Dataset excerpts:

______

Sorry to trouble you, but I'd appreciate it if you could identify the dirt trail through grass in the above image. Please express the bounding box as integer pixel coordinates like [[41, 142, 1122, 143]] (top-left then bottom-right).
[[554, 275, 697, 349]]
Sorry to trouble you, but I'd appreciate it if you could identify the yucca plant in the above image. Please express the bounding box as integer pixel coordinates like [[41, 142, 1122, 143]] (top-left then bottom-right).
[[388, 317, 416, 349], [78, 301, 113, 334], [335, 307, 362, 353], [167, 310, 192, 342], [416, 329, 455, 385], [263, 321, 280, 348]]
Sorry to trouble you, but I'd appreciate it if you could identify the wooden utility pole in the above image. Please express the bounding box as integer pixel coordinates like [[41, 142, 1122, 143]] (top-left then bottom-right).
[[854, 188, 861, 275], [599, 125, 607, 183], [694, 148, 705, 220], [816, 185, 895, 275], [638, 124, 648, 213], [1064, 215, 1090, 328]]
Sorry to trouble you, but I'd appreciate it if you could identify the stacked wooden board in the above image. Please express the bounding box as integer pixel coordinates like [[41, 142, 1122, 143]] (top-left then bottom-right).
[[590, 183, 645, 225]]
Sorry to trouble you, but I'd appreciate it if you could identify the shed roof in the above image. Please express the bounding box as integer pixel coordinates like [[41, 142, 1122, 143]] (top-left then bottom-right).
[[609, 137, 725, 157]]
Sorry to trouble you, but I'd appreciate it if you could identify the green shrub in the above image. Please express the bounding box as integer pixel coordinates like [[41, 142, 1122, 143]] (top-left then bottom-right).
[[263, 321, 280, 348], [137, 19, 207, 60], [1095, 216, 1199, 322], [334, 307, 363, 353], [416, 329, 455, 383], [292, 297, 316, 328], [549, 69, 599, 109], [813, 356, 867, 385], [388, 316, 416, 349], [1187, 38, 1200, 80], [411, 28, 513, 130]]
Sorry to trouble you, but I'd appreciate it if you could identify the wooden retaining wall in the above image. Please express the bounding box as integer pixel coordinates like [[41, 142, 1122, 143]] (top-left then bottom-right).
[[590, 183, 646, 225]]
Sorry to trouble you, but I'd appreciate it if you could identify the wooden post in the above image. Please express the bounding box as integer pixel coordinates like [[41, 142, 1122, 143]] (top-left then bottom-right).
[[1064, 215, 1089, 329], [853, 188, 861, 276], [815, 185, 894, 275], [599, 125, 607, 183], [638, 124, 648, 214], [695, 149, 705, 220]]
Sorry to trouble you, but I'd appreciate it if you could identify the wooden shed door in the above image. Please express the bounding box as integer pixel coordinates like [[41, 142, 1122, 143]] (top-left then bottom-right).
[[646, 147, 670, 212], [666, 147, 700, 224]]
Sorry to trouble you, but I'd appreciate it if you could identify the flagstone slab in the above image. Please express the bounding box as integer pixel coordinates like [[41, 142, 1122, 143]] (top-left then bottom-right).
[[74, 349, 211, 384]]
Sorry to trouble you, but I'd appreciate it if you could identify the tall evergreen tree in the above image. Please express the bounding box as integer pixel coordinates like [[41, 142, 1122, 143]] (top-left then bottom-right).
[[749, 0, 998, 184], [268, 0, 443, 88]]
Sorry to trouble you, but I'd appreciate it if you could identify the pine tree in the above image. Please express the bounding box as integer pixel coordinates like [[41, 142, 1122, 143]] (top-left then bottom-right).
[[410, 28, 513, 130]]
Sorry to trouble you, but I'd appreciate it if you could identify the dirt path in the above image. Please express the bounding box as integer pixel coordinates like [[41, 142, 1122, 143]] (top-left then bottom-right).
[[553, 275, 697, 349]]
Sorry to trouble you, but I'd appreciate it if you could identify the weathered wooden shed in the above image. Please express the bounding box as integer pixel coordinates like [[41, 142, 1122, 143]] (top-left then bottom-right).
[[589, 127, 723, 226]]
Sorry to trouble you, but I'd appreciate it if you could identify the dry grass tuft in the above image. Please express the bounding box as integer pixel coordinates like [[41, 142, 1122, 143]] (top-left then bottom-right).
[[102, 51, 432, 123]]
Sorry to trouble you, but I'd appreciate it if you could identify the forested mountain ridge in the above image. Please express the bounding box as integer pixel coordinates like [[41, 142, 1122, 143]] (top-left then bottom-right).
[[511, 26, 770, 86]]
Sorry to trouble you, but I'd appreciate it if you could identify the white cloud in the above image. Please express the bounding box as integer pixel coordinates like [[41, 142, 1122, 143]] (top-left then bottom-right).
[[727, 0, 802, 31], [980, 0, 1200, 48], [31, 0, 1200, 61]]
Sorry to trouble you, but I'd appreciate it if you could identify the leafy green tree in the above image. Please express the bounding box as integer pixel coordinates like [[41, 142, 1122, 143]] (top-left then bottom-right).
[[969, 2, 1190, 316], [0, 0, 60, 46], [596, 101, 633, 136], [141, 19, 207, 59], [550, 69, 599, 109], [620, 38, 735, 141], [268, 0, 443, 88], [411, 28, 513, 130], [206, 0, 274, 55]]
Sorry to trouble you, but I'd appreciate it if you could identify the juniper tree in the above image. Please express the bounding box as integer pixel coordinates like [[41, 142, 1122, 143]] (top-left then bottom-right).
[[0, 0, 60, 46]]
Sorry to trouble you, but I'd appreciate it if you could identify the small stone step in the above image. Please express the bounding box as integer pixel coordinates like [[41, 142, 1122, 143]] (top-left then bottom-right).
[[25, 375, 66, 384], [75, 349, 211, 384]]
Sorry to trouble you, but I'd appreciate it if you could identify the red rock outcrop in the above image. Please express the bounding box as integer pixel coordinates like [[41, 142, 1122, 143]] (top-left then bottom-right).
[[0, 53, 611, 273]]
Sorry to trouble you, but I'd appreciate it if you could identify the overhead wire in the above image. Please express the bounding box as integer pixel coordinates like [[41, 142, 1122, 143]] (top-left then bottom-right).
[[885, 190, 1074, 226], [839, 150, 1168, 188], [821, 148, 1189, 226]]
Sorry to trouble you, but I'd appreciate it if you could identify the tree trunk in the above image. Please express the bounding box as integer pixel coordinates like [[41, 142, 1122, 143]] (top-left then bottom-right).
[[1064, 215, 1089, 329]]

______

Exercise objective: Give back all of the entries above, unchanged in every word.

Solution to the exercise:
Sorry to trouble you, but I'd appreciate it if you could identify the dirt trail through grass in the above image. Please express the bounding box as integer pixel coordinates like [[41, 142, 1122, 143]] (top-left then bottom-right).
[[554, 275, 697, 349]]
Sorry to trouble you, but I'd appreciate it if you could identify the yucca plant in the above image. Please express the bounding box as integer pixel coordinates like [[41, 142, 1122, 143]] (top-left then bottom-right).
[[388, 317, 416, 349], [78, 301, 113, 334], [335, 307, 362, 353], [167, 310, 192, 342], [416, 329, 455, 385], [263, 321, 280, 348]]
Sorry to trouble you, but I'd appreciate it if you could identify the wooden utility pole in the above image. Please express the bounding box as integer pixel coordinates like [[41, 142, 1122, 143]] (top-left then bottom-right).
[[854, 188, 861, 275], [599, 125, 607, 183], [694, 148, 705, 220], [816, 185, 895, 275], [638, 124, 648, 213], [1064, 215, 1090, 328]]
Sorry to trouble you, but I'd appreciate it if you could identify the stacked wooden board in the above image. Please express the bounding box as integer pixel coordinates like [[41, 142, 1122, 143]] (top-left then bottom-right).
[[590, 183, 645, 225]]
Sorry to trouble you, but I'd appreciate it if you could identify the shed roof in the above image. Please express the bounding box as integer pixel coordinates like [[41, 142, 1122, 143]] (top-left then bottom-right).
[[609, 137, 725, 157]]
Sorry to trouble you, but I'd appreciate it if you could identify the green shrub in the above image. Please express the bounding box as integer pixel coordinates like [[41, 142, 1122, 143]] (top-left then bottom-right).
[[263, 321, 280, 348], [137, 19, 207, 60], [1095, 216, 1199, 322], [334, 307, 363, 353], [416, 329, 455, 383], [292, 297, 316, 328], [549, 69, 599, 109], [813, 356, 867, 385], [388, 316, 416, 349], [1187, 38, 1200, 80], [411, 28, 513, 130]]
Sorry to trouble you, but I'd appreciate it if you could identify the wooden retaining wall in the above image. Please express the bounding box as integer pixel coordinates like [[41, 142, 1122, 143]] (top-left then bottom-right).
[[590, 183, 646, 225]]
Sorry to trouble you, but I'd appreciate it if you could identify the wooden post in the above image. Please express the bounding box as integer pixel coordinates like [[41, 142, 1122, 143]] (top-left then bottom-right).
[[1064, 215, 1089, 329], [853, 188, 861, 276], [815, 185, 894, 275], [599, 125, 607, 183], [638, 124, 648, 214], [695, 149, 705, 220]]
Sorry to trouble you, but I'd appreciate it if you could identify the wooden shed door in the above image. Please express the bounding box as integer pixel coordinates like [[41, 142, 1122, 143]] (top-left then bottom-right).
[[646, 147, 670, 212], [666, 147, 700, 224]]
Sorry to trouble you, but I'd appreciate it if you could identify the flagstone slab in the above image. Please express the bounding box as integer pixel coordinates like [[41, 142, 1122, 143]] (top-left then bottom-right).
[[74, 349, 211, 384]]
Sorry to trouble you, but I'd appreciate it if you could identify the tall evergreen tree in the above image. Please express the bounding box as integer pixel coordinates like [[41, 142, 1122, 143]] (top-left then bottom-right).
[[749, 0, 998, 184], [268, 0, 443, 88]]
Sorry to trouble you, but I'd appreciate it if you could identify the pine tree in the above image. Please express the bounding box as integer pixel coordinates like [[41, 142, 1122, 143]] (top-left then bottom-right).
[[410, 28, 513, 130]]
Sorry to trouble you, but I'd appreciate it if you could identify the dirt path in the above image. Please express the bounding box as integer pixel coordinates like [[41, 142, 1122, 143]] (top-left then bottom-right).
[[553, 275, 697, 349]]
Sorry to trouble you, but I'd appreciate it if you could identify the weathered wooden shed in the above image. Please express the bounding box as integer pixel coordinates like [[41, 142, 1122, 143]] (top-left then bottom-right).
[[589, 127, 723, 226]]
Sorry to trouble you, but I'd appreciate it if you could identify the dry grass tuft in the above image. Please express the bounding box as integer pixel coordinates like [[41, 142, 1122, 143]] (top-left then bottom-right).
[[102, 51, 432, 123]]
Sorry to trouble you, but I'd appreciate it if you could identify the forested mountain ridge in the above image. Please express the bounding box as integer pixel coordinates like [[41, 142, 1122, 143]] (top-left then bottom-right).
[[511, 26, 770, 86]]
Sorry to trouble you, but I'd appreciate it if you could identify the white cloud in the above image. Please express the bounding box as integer pixel coordinates like [[41, 142, 1122, 143]] (top-left then bottom-right).
[[727, 0, 802, 31], [980, 0, 1200, 48], [31, 0, 1200, 61]]
Sorry to trouble you, but I'd appreciate it if you could identify the leafy green tree in the above image. Please express the bounding box as integer pixel coordinates like [[41, 142, 1122, 143]] (top-left then bottom-right).
[[969, 2, 1190, 316], [0, 0, 60, 46], [596, 101, 633, 136], [141, 19, 207, 59], [550, 69, 599, 109], [620, 38, 735, 141], [268, 0, 443, 88], [411, 28, 513, 130], [206, 0, 274, 55]]
Sorry to trouble you, but I'd appreciate it if you could identify the juniper tree in the above image. Please express the bounding box as integer pixel coordinates like [[41, 142, 1122, 143]] (top-left then bottom-right).
[[0, 0, 60, 46]]
Sorry to trouble you, but I'd appreciate it if you could identify the small stone step in the above image. Please express the bounding box as integer pixel coordinates like [[41, 142, 1122, 143]] (top-left then bottom-right).
[[25, 375, 66, 384], [75, 349, 211, 384]]
Sorry to trouble you, but I'd appreciate it if you could identify the red rock outcrop in the above image. Please express the bounding box as integer pixel coordinates like [[41, 142, 1122, 143]] (top-left then bottom-right).
[[0, 53, 611, 273]]
Sorry to trouble you, but I'd appreciate it if you could identify the overhead wire in the above image. Please express the bounding box as integer pixel coordinates like [[41, 142, 1122, 143]] (top-left then bottom-right).
[[885, 190, 1074, 226], [839, 150, 1168, 188], [821, 148, 1189, 226]]
Sorry to trouble you, but I'd appreciate it if you could identify the tree trunk in the above image. Please express the bounding box as integer pixel coordinates like [[41, 142, 1122, 143]] (top-left then bottom-right).
[[1064, 215, 1089, 329]]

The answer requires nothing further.